Task item:
Find the word "field" in the listing below, then return every line it appears in.

Exercise materials START

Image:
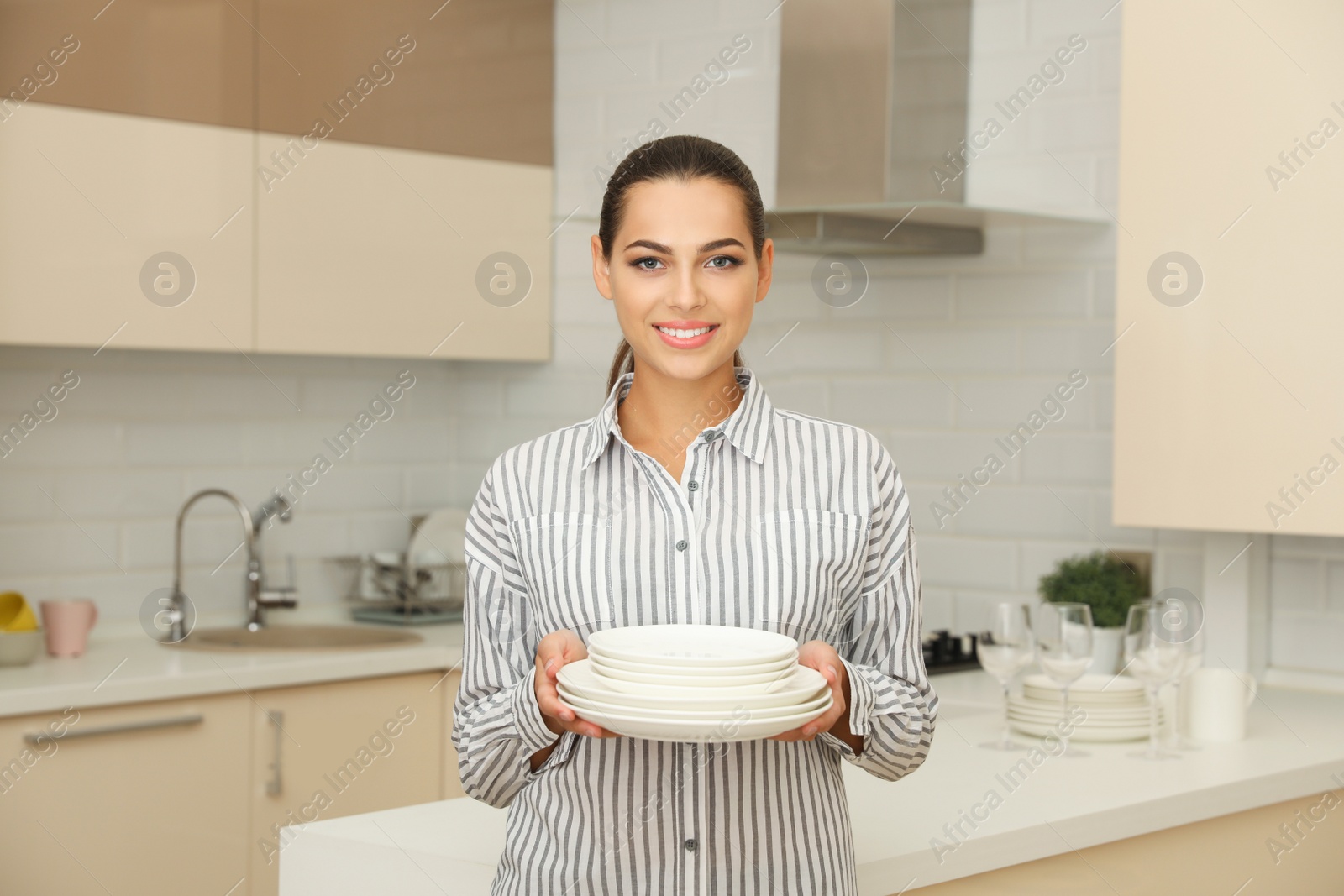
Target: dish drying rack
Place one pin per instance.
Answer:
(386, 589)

Exercise materials END
Exercise materials START

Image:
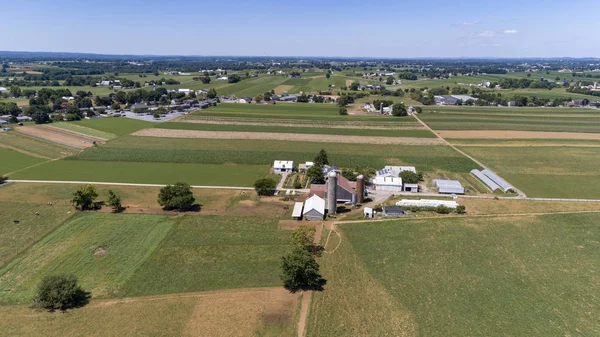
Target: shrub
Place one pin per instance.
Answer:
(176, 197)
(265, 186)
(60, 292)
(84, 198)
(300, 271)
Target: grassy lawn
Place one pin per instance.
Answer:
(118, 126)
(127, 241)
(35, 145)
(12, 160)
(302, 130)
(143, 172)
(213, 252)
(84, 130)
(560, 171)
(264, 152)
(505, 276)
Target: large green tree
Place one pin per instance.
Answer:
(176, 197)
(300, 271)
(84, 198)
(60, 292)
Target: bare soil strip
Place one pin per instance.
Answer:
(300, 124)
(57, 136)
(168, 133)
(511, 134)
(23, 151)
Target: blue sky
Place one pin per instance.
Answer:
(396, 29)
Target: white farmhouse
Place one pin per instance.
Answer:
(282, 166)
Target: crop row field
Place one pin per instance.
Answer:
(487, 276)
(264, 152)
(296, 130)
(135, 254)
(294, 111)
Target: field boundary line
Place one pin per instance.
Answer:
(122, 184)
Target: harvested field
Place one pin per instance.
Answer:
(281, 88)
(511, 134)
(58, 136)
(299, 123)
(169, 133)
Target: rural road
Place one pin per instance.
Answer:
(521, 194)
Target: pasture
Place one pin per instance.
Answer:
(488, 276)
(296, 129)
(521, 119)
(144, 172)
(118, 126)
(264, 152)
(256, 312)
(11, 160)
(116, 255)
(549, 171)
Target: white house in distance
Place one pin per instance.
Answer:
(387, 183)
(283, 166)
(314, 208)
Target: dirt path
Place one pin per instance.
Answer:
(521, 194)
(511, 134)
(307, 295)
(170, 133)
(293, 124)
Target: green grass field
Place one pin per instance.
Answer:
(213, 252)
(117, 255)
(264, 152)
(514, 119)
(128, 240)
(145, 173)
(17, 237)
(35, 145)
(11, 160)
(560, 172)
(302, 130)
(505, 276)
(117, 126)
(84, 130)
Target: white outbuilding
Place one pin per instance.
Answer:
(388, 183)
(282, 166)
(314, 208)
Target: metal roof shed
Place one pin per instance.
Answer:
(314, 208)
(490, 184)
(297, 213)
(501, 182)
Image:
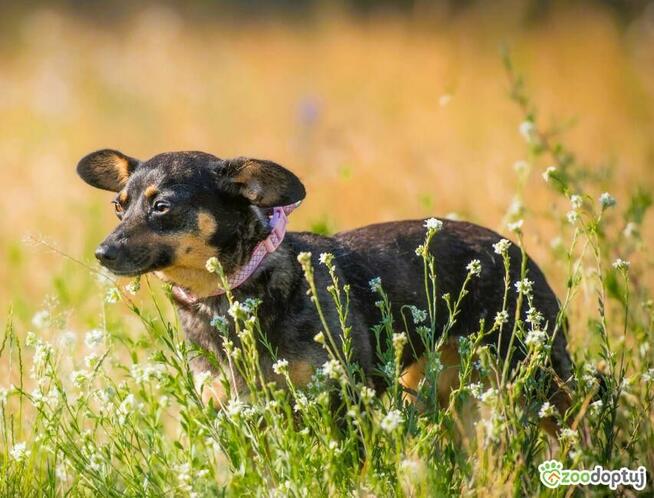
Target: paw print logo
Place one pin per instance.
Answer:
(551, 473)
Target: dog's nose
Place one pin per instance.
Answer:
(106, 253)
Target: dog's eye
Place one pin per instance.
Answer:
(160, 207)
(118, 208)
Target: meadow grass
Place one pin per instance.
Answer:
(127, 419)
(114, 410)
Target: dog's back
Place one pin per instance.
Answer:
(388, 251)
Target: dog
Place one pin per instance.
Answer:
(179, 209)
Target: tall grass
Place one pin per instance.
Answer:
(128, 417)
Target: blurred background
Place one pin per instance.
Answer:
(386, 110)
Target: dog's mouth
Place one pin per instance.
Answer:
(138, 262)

Exercise materials END

Answer to this task:
Target: crop row field
Target: field boundary line
Target: harvested field
Target: green grass field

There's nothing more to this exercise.